_TASK DETAILS:_ Every line of the records below that has the word "white" should be copied.

•••••

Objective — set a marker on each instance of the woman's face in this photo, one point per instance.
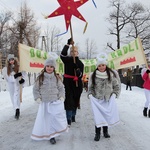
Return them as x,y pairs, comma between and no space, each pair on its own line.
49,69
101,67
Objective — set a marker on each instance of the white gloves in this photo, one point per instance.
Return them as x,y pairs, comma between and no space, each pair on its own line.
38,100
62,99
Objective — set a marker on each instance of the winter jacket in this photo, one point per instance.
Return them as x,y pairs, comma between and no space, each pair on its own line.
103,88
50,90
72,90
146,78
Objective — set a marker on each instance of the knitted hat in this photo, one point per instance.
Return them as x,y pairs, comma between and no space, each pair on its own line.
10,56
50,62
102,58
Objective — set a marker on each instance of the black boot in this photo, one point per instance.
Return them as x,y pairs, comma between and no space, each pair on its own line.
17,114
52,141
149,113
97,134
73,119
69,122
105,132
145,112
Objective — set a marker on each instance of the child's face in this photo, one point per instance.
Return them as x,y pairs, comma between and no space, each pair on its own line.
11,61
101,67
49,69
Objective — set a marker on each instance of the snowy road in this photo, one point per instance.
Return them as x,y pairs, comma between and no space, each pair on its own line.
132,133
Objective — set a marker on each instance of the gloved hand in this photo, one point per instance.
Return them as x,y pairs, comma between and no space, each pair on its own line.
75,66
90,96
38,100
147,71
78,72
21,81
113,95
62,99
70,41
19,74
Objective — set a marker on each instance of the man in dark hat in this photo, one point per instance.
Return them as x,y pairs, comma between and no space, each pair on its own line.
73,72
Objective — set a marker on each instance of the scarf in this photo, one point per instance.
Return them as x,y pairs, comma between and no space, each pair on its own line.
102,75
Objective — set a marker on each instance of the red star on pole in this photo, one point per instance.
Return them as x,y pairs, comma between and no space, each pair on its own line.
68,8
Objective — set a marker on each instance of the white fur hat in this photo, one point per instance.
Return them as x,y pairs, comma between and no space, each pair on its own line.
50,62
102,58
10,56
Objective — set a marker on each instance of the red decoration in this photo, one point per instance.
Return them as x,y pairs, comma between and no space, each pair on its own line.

•••••

_TASK SOLUTION:_
Objective — set a marker on each instance of the white gloves in this photo, one point per instance.
Objective — set a marker on each instance of the white fur hat in this photo, one point per instance.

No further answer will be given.